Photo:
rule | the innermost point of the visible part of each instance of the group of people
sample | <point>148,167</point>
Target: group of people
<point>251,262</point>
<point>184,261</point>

| Problem statement |
Print, without any change, the line containing "rule | the innermost" and each line after it to the end of the material.

| Output for this task |
rule | the innermost point of the visible part of each instance of the group of people
sample | <point>148,167</point>
Target: group of people
<point>251,262</point>
<point>184,261</point>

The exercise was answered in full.